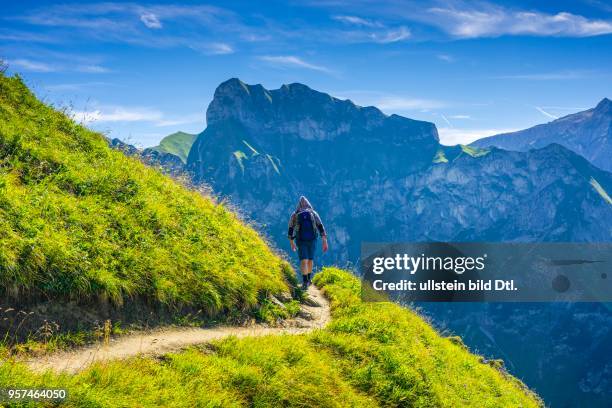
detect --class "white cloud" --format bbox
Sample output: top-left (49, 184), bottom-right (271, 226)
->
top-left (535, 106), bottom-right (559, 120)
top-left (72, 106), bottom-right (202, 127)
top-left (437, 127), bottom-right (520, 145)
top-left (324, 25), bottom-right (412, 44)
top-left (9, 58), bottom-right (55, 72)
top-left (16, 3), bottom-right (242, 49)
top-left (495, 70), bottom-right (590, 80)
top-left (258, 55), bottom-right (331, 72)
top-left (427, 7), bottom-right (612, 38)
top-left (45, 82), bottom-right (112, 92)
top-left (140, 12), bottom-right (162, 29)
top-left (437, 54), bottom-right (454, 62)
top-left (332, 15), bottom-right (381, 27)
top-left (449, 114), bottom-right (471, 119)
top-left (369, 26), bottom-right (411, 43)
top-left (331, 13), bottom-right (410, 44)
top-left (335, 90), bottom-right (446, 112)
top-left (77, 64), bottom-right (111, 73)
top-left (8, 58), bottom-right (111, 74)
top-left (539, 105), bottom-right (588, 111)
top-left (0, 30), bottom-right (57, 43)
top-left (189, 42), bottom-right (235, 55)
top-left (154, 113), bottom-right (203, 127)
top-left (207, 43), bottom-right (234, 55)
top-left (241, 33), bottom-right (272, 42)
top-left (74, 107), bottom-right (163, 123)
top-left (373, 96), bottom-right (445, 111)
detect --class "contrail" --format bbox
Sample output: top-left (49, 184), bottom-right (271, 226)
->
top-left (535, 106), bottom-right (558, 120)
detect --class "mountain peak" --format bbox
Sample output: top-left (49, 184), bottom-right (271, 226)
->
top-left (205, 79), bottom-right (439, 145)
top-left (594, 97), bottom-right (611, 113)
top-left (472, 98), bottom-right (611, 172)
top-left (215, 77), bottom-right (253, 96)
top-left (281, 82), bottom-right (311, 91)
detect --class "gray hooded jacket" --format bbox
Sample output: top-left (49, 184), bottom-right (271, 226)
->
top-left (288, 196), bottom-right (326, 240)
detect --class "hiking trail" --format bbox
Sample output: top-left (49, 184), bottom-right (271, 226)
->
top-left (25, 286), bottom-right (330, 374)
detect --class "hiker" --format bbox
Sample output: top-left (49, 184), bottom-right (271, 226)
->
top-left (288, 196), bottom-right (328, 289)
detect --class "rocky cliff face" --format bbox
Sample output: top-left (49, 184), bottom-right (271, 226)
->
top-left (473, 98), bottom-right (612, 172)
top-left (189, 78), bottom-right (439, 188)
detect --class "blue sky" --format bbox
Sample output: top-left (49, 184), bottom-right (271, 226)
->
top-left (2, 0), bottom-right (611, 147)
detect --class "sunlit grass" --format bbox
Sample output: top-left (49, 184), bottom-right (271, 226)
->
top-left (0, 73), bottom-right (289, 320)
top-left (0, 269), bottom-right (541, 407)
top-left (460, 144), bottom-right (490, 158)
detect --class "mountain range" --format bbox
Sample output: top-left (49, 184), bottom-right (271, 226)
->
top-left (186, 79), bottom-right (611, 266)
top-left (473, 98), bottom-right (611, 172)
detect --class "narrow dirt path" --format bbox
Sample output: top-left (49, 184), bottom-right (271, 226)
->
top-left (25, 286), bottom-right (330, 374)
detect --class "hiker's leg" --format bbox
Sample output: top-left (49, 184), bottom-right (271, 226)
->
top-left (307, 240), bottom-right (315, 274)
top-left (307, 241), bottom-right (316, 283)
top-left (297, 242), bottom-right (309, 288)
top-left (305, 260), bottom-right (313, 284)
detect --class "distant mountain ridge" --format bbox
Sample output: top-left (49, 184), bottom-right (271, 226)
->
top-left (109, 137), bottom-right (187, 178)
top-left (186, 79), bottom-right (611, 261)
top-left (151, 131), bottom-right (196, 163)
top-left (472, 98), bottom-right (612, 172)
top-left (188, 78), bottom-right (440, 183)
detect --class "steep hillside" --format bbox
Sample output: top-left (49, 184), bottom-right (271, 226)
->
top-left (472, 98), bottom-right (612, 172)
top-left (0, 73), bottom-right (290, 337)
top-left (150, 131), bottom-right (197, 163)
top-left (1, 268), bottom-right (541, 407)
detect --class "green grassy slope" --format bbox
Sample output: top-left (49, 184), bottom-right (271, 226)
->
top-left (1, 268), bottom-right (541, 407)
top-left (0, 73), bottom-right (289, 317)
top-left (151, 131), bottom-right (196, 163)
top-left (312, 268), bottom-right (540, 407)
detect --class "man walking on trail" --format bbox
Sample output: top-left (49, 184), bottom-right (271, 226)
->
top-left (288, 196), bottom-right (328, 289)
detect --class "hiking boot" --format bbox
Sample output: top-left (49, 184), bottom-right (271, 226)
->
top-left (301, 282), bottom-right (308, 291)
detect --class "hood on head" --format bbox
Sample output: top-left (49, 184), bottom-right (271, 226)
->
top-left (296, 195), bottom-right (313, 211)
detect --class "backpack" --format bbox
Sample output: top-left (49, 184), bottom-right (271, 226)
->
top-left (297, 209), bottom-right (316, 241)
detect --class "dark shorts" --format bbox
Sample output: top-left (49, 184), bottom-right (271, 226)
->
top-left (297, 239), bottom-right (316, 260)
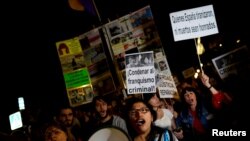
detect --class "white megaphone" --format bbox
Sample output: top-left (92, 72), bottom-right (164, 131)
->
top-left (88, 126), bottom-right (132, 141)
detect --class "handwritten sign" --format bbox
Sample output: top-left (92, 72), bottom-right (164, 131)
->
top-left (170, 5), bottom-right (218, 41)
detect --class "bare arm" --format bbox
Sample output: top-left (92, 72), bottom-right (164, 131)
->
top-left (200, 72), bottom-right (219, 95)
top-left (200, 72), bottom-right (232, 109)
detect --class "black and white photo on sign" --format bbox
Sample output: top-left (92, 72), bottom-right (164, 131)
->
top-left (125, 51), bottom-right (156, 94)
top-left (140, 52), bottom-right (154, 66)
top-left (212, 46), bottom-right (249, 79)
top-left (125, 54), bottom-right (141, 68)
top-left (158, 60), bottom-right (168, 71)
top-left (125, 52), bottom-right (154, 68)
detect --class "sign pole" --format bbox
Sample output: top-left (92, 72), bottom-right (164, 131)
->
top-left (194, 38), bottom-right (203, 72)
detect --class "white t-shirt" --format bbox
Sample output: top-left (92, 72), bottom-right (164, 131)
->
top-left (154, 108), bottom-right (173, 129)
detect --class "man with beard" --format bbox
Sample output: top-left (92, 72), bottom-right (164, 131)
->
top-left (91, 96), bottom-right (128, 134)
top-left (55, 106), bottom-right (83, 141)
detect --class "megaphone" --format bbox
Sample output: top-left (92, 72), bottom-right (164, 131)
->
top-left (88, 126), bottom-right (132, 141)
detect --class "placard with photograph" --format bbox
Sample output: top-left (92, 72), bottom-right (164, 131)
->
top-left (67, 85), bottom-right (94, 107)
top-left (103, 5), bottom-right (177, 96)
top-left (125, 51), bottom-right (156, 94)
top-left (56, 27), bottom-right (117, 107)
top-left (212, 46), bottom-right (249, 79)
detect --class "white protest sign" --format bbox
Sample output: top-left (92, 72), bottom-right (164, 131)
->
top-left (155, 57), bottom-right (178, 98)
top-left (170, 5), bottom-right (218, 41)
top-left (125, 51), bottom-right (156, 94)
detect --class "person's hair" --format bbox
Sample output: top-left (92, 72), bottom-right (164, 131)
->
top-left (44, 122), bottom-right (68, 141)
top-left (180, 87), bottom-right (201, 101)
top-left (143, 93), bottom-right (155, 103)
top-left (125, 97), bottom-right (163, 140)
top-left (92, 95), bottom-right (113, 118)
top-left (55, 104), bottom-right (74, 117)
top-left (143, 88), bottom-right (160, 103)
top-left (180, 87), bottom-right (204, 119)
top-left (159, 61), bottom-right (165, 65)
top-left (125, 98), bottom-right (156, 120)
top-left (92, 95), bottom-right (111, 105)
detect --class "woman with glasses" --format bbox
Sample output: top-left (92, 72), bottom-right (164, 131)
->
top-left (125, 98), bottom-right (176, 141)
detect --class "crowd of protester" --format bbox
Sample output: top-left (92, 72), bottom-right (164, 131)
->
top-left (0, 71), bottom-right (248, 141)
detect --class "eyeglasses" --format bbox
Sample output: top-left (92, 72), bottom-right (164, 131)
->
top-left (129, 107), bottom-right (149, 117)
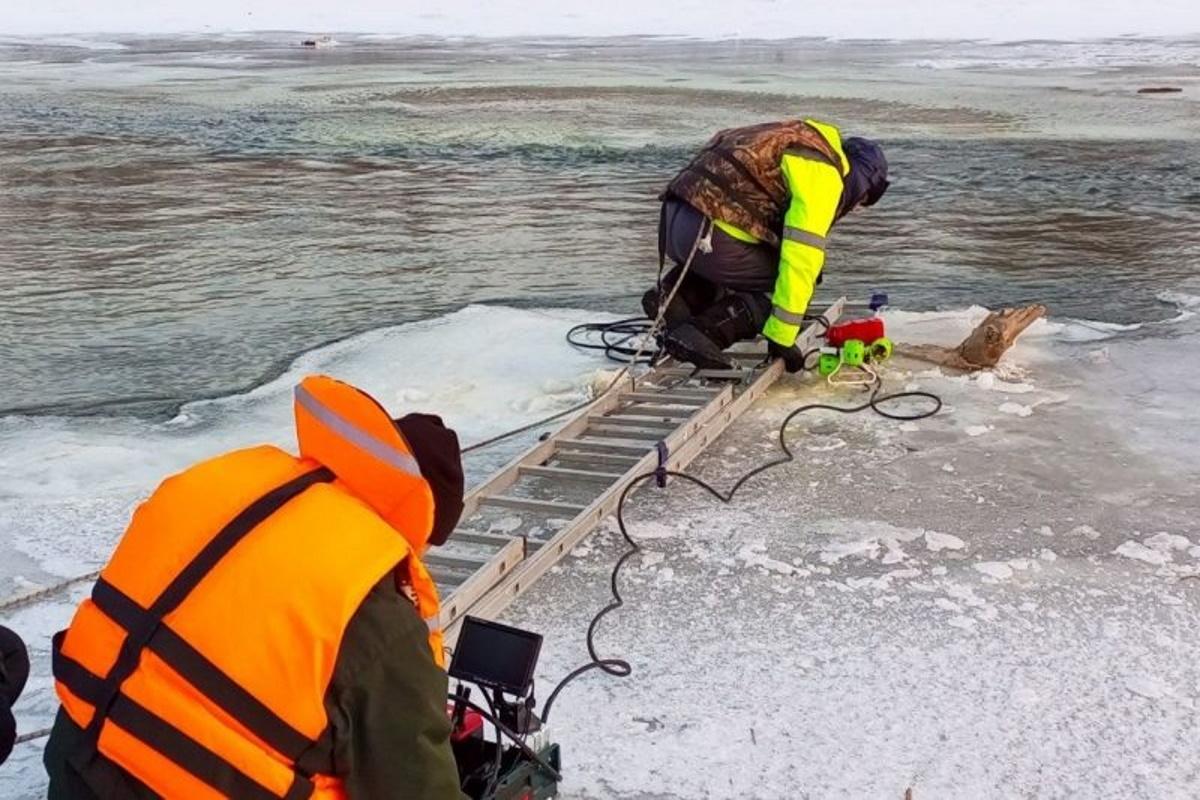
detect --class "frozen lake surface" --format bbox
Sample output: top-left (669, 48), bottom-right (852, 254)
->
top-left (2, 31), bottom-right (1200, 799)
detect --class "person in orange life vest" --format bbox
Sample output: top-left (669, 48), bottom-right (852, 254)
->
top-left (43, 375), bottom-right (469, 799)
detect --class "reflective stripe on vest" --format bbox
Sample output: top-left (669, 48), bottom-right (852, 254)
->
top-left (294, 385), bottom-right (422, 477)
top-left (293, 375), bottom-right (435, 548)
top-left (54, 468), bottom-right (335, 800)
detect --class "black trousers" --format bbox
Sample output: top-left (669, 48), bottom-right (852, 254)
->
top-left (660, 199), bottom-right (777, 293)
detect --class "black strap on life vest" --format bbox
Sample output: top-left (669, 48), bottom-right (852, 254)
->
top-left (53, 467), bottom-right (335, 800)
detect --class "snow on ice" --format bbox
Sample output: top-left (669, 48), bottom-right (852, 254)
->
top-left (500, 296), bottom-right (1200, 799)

__WHAT YOU SHOULD DO__:
In the data above, how many lines include the word "vest"? Answer with the number only.

__OUTPUT OF THE TASK__:
3